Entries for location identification
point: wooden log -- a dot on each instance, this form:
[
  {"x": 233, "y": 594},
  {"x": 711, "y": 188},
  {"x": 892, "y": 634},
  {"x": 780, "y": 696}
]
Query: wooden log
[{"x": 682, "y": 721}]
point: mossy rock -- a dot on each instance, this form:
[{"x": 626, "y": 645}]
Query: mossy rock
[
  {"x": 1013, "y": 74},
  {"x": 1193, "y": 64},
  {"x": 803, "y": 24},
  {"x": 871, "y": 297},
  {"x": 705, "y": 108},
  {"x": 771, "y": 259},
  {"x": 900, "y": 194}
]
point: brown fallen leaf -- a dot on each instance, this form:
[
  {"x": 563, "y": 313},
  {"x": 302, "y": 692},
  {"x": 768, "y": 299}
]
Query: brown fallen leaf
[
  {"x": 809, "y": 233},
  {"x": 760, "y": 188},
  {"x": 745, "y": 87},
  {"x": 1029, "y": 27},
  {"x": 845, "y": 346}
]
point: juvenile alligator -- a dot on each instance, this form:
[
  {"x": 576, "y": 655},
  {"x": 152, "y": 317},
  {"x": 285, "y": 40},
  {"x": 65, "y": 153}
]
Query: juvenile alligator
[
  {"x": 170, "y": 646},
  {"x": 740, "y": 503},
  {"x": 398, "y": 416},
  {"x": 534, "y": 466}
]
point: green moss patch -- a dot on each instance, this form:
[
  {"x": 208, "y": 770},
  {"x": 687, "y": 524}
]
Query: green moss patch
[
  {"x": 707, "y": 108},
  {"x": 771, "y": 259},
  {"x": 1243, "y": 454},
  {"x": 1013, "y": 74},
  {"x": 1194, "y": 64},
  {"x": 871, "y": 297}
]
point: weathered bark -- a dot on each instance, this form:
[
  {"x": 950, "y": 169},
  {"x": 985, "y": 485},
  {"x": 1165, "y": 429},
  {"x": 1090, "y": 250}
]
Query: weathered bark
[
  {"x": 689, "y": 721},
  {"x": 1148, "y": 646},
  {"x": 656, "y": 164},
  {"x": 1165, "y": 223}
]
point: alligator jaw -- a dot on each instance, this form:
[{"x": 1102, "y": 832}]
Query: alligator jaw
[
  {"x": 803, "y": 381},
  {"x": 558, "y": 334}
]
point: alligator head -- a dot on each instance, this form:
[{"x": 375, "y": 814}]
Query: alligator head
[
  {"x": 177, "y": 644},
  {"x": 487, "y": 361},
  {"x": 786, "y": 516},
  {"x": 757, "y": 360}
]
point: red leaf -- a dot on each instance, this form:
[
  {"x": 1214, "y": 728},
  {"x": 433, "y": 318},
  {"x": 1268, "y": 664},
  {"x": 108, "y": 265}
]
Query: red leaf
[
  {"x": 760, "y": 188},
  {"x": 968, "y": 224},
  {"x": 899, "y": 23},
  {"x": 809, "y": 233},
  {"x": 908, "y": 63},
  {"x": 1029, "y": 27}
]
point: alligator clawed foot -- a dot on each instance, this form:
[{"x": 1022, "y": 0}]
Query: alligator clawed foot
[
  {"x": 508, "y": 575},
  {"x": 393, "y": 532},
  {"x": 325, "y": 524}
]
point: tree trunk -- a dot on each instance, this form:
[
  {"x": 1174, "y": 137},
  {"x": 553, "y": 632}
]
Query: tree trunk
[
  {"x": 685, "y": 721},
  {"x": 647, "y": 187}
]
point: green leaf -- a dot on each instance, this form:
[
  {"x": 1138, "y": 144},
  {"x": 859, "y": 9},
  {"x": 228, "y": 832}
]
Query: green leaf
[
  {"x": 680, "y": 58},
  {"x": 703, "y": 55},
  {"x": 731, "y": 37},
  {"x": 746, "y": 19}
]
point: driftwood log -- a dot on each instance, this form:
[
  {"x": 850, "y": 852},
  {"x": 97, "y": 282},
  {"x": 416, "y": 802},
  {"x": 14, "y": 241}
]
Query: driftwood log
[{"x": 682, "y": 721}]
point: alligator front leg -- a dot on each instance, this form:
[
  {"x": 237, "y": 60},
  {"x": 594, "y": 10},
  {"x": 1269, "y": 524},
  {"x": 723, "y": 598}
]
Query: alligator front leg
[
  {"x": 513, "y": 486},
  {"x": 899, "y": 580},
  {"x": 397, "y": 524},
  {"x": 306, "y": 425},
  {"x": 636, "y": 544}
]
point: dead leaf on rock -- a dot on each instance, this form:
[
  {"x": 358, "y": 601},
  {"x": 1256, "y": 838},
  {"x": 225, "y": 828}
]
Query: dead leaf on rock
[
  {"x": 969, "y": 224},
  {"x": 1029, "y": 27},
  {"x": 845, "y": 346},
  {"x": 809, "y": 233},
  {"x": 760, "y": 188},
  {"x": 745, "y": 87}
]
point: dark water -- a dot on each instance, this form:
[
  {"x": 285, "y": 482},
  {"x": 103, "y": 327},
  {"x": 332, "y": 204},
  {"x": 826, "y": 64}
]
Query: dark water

▶ **WHAT YOU NEED TO DO**:
Can you output every line of the entries above as a numbered list, leaving out any blank lines?

▶ **SOLUTION FOR THIS EXERCISE**:
1. point: wooden log -- a dot on each instance, this form:
2. [
3.   {"x": 233, "y": 594},
4.   {"x": 711, "y": 188},
5.   {"x": 892, "y": 634},
6.   {"x": 780, "y": 696}
7. ]
8. Query: wooden log
9. [{"x": 682, "y": 721}]
10. point: mossy rock -- a dot on each instance, this form:
11. [{"x": 626, "y": 645}]
12. Query: mossy rock
13. [
14.   {"x": 1013, "y": 74},
15.   {"x": 1193, "y": 64},
16.   {"x": 803, "y": 24},
17.   {"x": 871, "y": 297},
18.   {"x": 705, "y": 108},
19.   {"x": 771, "y": 259},
20.   {"x": 900, "y": 194}
21. ]
22. point: brown fallen leaf -- a dot on each instance, this form:
23. [
24.   {"x": 563, "y": 313},
25.   {"x": 302, "y": 692},
26.   {"x": 768, "y": 299}
27. ]
28. Query: brown fallen leaf
29. [
30.   {"x": 809, "y": 233},
31.   {"x": 760, "y": 188},
32.   {"x": 745, "y": 87},
33.   {"x": 1029, "y": 27},
34.   {"x": 845, "y": 346}
35. ]
36. point: juvenile alligator -- a dot on each instance, this form:
37. [
38.   {"x": 576, "y": 655},
39.   {"x": 152, "y": 317},
40.   {"x": 285, "y": 40},
41.   {"x": 65, "y": 153}
42. ]
43. Query: juvenile alligator
44. [
45.   {"x": 170, "y": 646},
46.   {"x": 740, "y": 503},
47.   {"x": 398, "y": 416},
48.   {"x": 534, "y": 466}
49. ]
50. point: green moss patch -- a dot on each instance, this form:
51. [
52.   {"x": 208, "y": 770},
53.   {"x": 687, "y": 524}
54. ]
55. Query: green moss patch
56. [
57.   {"x": 707, "y": 108},
58.   {"x": 771, "y": 259},
59.   {"x": 1243, "y": 454},
60.   {"x": 1013, "y": 74},
61.   {"x": 1194, "y": 64},
62.   {"x": 871, "y": 297}
63. ]
64. point: weathered bark -- a dot on each instance, this form:
65. [
66.   {"x": 950, "y": 169},
67.   {"x": 985, "y": 485},
68.   {"x": 1165, "y": 429},
69.   {"x": 1090, "y": 250}
70. ]
71. Query: weathered bark
72. [
73.   {"x": 689, "y": 721},
74.   {"x": 1148, "y": 646},
75.   {"x": 656, "y": 164},
76.   {"x": 1165, "y": 223}
77. ]
78. point: alligator jaw -- a dot on each instance, this form:
79. [{"x": 1102, "y": 832}]
80. Query: alligator jaw
81. [
82.   {"x": 803, "y": 381},
83.   {"x": 558, "y": 334}
84. ]
85. point: alligator head -- a dot on each instance, this form:
86. [{"x": 375, "y": 814}]
87. Query: alligator head
88. [
89.   {"x": 177, "y": 644},
90.   {"x": 487, "y": 361},
91.   {"x": 786, "y": 516},
92.   {"x": 757, "y": 360}
93. ]
94. point: red leaf -- a dot on each instance, this form:
95. [
96.   {"x": 1214, "y": 728},
97.   {"x": 433, "y": 318},
98.   {"x": 1268, "y": 664},
99.   {"x": 108, "y": 265}
100. ]
101. Query: red leaf
102. [
103.   {"x": 760, "y": 188},
104.   {"x": 968, "y": 224},
105.   {"x": 899, "y": 23},
106.   {"x": 809, "y": 233},
107.   {"x": 908, "y": 63},
108.   {"x": 1029, "y": 27}
109. ]
110. point: alligator clawed foot -- a dot on each instance, this form:
111. [{"x": 1022, "y": 0}]
112. Query: alligator clawed foot
113. [
114.   {"x": 508, "y": 575},
115.   {"x": 393, "y": 532},
116.   {"x": 325, "y": 524}
117. ]
118. point: tree trunk -- a dot on each instance, this form:
119. [
120.   {"x": 1174, "y": 137},
121.   {"x": 553, "y": 632}
122. ]
123. Query: tree trunk
124. [
125.   {"x": 685, "y": 721},
126.   {"x": 647, "y": 187}
127. ]
128. point: green leaf -- a dot on each instance, this form:
129. [
130.   {"x": 1138, "y": 144},
131.   {"x": 859, "y": 9},
132.   {"x": 228, "y": 832}
133. ]
134. Query: green leaf
135. [
136.   {"x": 680, "y": 58},
137.   {"x": 703, "y": 55},
138.   {"x": 731, "y": 37},
139.   {"x": 746, "y": 19}
140. ]
141. point: driftwood log -- a dot on each instance, this form:
142. [
143.   {"x": 850, "y": 852},
144.   {"x": 97, "y": 282},
145.   {"x": 416, "y": 802},
146.   {"x": 14, "y": 241}
147. ]
148. Query: driftwood log
149. [{"x": 682, "y": 721}]
150. point: alligator front leg -- a dot on each instance, this form:
151. [
152.   {"x": 237, "y": 60},
153.   {"x": 594, "y": 10},
154.   {"x": 1269, "y": 524},
155.   {"x": 723, "y": 598}
156. ]
157. Query: alligator front leg
158. [
159.   {"x": 513, "y": 486},
160.   {"x": 899, "y": 580},
161.   {"x": 397, "y": 524},
162.   {"x": 306, "y": 425},
163.   {"x": 636, "y": 544}
164. ]
165. point: dead leaf on rock -- a dot on each instance, this form:
166. [
167.   {"x": 358, "y": 601},
168.   {"x": 1256, "y": 838},
169.   {"x": 225, "y": 828}
170. ]
171. Query: dead leaf on rock
172. [
173.   {"x": 969, "y": 224},
174.   {"x": 1029, "y": 27},
175.   {"x": 845, "y": 346},
176.   {"x": 809, "y": 233},
177.   {"x": 760, "y": 188},
178.   {"x": 745, "y": 87}
179. ]
180. point: dark water -- a dot on each instance, this form:
181. [
182.   {"x": 285, "y": 482},
183.   {"x": 103, "y": 327},
184.   {"x": 332, "y": 204},
185.   {"x": 826, "y": 64}
186. ]
187. Query: dark water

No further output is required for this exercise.